Holm was born in Birmingham, Alabama, and attended Fairfield High School, where he played the running back position. His athletic performance earned him a place on the University of Alabama's Crimson Tide football team, where he began playing in 1926. At over six feet tall and weighing 214 pounds, Holm was considered physically imposing for a running back of his era. His combination of size and a "high knee action" running style made him difficult to tackle.

In 1929, Alabama began the season with three dominant wins but faced a challenging game against Tennessee, who had defeated the Crimson Tide the previous year. Alabama lost 6-0 in a close contest, with the game's outcome influenced by a blocked punt by Holm. Despite a series of injuries to key players, Holm's strong performances helped the team defeat Kentucky and Georgia Tech later in the season. He finished the year with 1,387 rushing yards, earning All-Southern and All-American honors.

==Professional career==
After college, Holm pursued a professional football career. He initially signed with the Providence Steamrollers in 1930 before moving to the Portsmouth Spartans the following year. In 1932, Holm joined the Chicago Cardinals. He stayed with the Cardinals until the end of the regular season.

In 1933, Holm became part of the inaugural roster for the Pittsburgh Pirates (now the Steelers), becoming the first quarterback under center in Steelers history. In the Pirates' first game on September 20, 1933, Holm's 65-yard punt set up the team's only points in a 23-2 loss to the New York Giants. The following week, he led the Pirates to a 14-13 victory over his former team, the Chicago Cardinals. Holm played in nine games for the Pirates, passing for 406 yards and rushing for 160 yards before a leg injury ended his season.

_Problem_. Decide whether each statement agrees with the Holm passage above. Answer yes or no for each, and quote the words from the passage that settle it. 1. Holm joined the Chicago Cardinals in 1932. 2. Alabama beat Tennessee in 1929. 3. With the Pirates, Holm rushed for 160 yards.

_Data to examine_.
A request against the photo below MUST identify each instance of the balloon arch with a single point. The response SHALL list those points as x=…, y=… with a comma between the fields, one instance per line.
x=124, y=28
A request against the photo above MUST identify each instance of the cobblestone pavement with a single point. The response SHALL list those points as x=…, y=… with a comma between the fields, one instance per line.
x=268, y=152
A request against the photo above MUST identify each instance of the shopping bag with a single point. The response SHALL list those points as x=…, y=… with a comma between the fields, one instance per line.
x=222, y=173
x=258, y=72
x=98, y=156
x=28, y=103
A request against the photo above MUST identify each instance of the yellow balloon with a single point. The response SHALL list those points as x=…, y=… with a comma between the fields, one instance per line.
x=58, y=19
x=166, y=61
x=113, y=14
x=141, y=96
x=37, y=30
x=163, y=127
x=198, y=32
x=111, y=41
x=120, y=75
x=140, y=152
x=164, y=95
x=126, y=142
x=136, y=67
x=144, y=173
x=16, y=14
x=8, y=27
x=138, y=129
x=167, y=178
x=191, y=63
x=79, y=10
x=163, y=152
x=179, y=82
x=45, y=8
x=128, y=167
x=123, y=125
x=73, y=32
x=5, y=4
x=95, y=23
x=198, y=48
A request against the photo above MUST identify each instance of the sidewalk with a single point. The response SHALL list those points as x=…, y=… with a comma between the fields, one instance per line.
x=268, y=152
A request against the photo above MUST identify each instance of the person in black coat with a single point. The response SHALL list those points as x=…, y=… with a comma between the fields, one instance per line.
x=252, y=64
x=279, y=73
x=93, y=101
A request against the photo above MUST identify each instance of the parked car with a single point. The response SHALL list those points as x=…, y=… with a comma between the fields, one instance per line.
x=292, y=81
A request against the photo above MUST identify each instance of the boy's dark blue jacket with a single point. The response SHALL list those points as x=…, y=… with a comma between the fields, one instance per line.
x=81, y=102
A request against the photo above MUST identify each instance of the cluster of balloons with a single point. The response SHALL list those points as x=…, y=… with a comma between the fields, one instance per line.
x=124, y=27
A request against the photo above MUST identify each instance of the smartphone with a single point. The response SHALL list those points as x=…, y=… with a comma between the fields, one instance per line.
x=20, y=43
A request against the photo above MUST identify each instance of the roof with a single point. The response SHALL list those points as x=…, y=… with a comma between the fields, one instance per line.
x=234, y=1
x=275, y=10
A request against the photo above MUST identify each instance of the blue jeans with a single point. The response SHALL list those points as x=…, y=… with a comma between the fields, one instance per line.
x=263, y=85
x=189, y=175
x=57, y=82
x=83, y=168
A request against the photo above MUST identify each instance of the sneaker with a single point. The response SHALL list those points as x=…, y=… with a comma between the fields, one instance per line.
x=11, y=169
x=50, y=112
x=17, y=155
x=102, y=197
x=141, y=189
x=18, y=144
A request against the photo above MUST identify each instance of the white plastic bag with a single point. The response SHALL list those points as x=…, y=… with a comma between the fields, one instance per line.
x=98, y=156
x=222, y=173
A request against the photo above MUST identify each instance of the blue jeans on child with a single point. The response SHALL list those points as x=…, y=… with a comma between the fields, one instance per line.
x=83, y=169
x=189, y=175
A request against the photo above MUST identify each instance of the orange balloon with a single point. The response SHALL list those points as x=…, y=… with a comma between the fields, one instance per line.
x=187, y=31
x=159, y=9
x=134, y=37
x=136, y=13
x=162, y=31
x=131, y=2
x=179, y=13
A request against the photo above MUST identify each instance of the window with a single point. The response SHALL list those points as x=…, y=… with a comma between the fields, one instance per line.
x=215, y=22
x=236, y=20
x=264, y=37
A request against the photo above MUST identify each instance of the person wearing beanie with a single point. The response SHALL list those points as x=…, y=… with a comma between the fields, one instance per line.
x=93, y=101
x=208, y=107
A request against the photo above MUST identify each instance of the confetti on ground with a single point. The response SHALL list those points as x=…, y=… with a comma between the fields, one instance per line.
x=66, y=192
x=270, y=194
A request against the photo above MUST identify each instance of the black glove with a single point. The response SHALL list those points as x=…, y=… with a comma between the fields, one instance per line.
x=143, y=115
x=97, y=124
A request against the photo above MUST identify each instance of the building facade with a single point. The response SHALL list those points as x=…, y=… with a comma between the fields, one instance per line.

_Expected output_.
1. Yes: "In 1932, Holm joined the Chicago Cardinals."
2. No: "Alabama lost 6-0 in a close contest"
3. Yes: "passing for 406 yards and rushing for 160 yards"